Top of GIVEN RECORDS

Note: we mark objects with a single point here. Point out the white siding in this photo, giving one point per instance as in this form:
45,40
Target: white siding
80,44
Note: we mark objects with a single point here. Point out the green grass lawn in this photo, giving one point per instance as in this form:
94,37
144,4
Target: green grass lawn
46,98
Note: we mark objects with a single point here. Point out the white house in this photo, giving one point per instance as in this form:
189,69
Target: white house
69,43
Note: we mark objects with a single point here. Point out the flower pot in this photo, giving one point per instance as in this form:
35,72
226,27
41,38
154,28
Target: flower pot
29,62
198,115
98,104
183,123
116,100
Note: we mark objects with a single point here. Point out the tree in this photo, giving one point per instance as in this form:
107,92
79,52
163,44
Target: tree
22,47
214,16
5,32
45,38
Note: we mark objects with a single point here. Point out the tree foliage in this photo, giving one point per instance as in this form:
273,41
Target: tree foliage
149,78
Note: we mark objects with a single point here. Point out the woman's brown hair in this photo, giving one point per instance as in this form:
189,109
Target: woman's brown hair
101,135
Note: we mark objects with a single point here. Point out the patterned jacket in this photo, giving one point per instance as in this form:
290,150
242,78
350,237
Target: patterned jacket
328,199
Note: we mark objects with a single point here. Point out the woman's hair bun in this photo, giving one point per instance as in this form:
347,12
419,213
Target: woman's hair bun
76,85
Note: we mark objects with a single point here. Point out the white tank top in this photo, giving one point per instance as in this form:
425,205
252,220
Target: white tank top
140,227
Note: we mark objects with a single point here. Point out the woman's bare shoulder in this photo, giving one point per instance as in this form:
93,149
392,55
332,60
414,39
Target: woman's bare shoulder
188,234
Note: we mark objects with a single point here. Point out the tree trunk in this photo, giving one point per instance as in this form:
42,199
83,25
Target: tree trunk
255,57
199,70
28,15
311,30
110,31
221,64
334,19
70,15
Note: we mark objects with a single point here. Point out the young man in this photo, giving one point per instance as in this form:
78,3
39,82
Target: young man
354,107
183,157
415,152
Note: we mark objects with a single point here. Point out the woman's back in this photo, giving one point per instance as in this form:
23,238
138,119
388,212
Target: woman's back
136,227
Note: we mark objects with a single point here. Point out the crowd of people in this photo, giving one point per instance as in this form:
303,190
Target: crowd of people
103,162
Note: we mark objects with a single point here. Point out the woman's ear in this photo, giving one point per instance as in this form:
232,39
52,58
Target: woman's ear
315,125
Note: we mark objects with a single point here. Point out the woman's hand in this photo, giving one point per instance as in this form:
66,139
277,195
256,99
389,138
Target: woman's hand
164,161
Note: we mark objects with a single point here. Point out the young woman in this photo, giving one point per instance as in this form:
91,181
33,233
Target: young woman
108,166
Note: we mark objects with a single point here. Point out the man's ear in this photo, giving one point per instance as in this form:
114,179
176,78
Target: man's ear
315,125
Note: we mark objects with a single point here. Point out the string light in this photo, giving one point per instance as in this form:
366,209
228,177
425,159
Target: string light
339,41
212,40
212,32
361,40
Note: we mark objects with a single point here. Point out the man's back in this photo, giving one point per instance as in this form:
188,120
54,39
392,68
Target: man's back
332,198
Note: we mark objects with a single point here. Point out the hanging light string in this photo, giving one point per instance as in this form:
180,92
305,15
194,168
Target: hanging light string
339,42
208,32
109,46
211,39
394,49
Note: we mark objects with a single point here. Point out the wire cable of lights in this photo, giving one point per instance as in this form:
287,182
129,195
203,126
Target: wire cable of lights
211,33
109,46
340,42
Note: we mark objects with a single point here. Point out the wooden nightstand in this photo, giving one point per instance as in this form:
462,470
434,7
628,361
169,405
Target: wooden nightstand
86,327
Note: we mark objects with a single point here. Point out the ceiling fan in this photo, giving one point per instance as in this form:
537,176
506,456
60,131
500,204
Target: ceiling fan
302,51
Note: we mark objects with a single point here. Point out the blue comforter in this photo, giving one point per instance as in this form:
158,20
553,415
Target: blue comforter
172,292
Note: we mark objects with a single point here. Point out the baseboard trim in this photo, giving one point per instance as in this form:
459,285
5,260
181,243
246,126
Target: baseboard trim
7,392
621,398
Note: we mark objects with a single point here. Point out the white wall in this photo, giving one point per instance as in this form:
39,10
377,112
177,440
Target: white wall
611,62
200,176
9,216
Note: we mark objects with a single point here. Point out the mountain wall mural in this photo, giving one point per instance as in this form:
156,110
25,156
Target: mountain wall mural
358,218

Bottom of GIVEN RECORDS

Each entry above is to be transcribed word for word.

**REPLY TO THE EXERCISE**:
Note: we mark objects with a single point here. Point out the white siding in this photo, giving one point per instance as in this form:
45,40
Target: white siding
80,44
Note: we mark objects with a single point here. Point out the green grass lawn in this photo, giving one point per instance as in this form:
94,37
144,4
Target: green grass lawn
46,98
Note: we mark objects with a single point here. Point out the white house in this photo, giving one point per instance as in this form:
189,69
Target: white house
69,43
Note: we mark objects with a single point here. Point out the flower pot in this photo, giving one point per instance as in this form:
35,72
226,27
41,38
154,28
Target: flower pot
29,62
198,115
98,104
183,123
116,100
Note: we mark objects with a single point here. Point out the tree in this photo, giving one point per instance as in this form:
107,92
79,52
163,44
Target: tree
22,47
214,16
5,32
45,38
Note: we mark objects with a single point here. Point out the tree foliage in this photo, giving one point per instance as in this form:
273,41
Target: tree foliage
149,78
Note: we mark objects with a single point here. Point out the woman's brown hair in this photo, giving one point per instance as in this form:
189,109
Target: woman's brown hair
101,135
Note: we mark objects with a single point here. Point out the patterned jacket in this photo, giving one point per instance as in this form:
290,150
242,78
350,237
Target: patterned jacket
328,199
Note: we mark objects with a single point here. Point out the woman's hair bun in this photo, giving one point per instance as in this form:
347,12
419,213
Target: woman's hair bun
76,85
Note: we mark objects with a single point here. Point out the white tank top in this photo, giving one point per instance as in this form:
425,205
252,220
Target: white tank top
140,227
Note: we mark objects with a single point here. Point out the woman's bare shoulder in this photo, giving one point per instance as in this form:
93,149
392,55
332,60
414,39
Target: woman's bare shoulder
188,234
Note: we mark objects with a single point here. Point out the tree trunk in this photo, giving one point per instance as in this form:
42,199
83,25
Target: tree trunk
255,57
199,70
28,15
311,30
110,31
221,64
334,19
70,15
Note: we mark objects with a single point here. Point out the young man in this photo, giving one point per instance as in this form:
78,3
39,82
Target: young man
354,107
183,157
415,152
Note: we mark objects with a single point here. Point out the woman's back in this photo, giving one point per instance as in this form:
23,238
138,119
388,212
Target: woman's back
136,227
Note: we mark objects with a single point here. Point out the crowd of people in this photo, giving one point per instance as in this form:
303,190
Target: crowd of people
103,162
Note: we mark objects with a single point here. Point out the woman's ear in this photo, giving one point per instance as in this form:
232,39
52,58
Target: woman's ear
315,125
Note: we mark objects with a single point here. Point out the woman's hand in this photo, giving one point per instance as in this form:
66,139
277,195
256,99
389,138
Target: woman's hand
164,161
Note: we mark objects with a single point here. Point out the young woman in this photo, giving one point per instance as in this form:
91,181
33,233
Target: young woman
108,166
Note: we mark objects with a single point here. Point out the man's ear in this photo, giving one point per instance as in this form:
114,179
176,78
Target: man's ear
315,125
Note: we mark objects with a single point here. Point out the string light in this photo, giving one point per instance as in this form:
366,209
228,177
425,159
Target: string light
339,41
212,40
212,32
361,40
Note: we mark objects with a single point here. Point out the man's back in this photo, giving one point per instance as in this form:
188,120
54,39
392,68
Target: man's back
332,198
Note: we mark objects with a single point here. Point out the hanging light string in this photo, giving one point per instance as in this form:
180,92
305,15
194,168
Target: hanging light string
339,42
208,32
109,46
211,39
394,49
Note: we mark objects with a single point here. Point out the wire cable of lights in this photo, giving one point per instance as in this form:
287,182
129,195
203,126
Target: wire cable of lights
211,33
109,46
340,42
Note: we mark objects with a single point here. Point out the wooden nightstand in this photo, giving one point per instance as in this form:
462,470
434,7
628,361
169,405
Target: wooden nightstand
86,327
Note: we mark objects with a single point here. Point out the ceiling fan in this photo, giving one point per instance as in this form:
537,176
506,456
60,131
500,204
Target: ceiling fan
302,51
Note: we mark objects with a single point here. Point out the blue comforter in this photo, giving one point per instance as in this form:
158,20
553,415
Target: blue comforter
172,292
Note: we mark objects with a single point here. Point out the baseboard trim in this photo, giving one point per instance as in this form:
459,285
5,260
181,243
246,126
Target: baseboard trim
7,392
621,398
Note: we mark objects with a single point here. Point out the white wall in this photo, giving one point per instance as in this form:
39,10
377,112
177,440
Target: white wall
611,62
200,176
9,216
Note: we mark objects with a single point here. Point out the mountain wall mural in this photo, giving one point per instance as in this form:
156,110
25,156
Target: mountain wall mural
358,218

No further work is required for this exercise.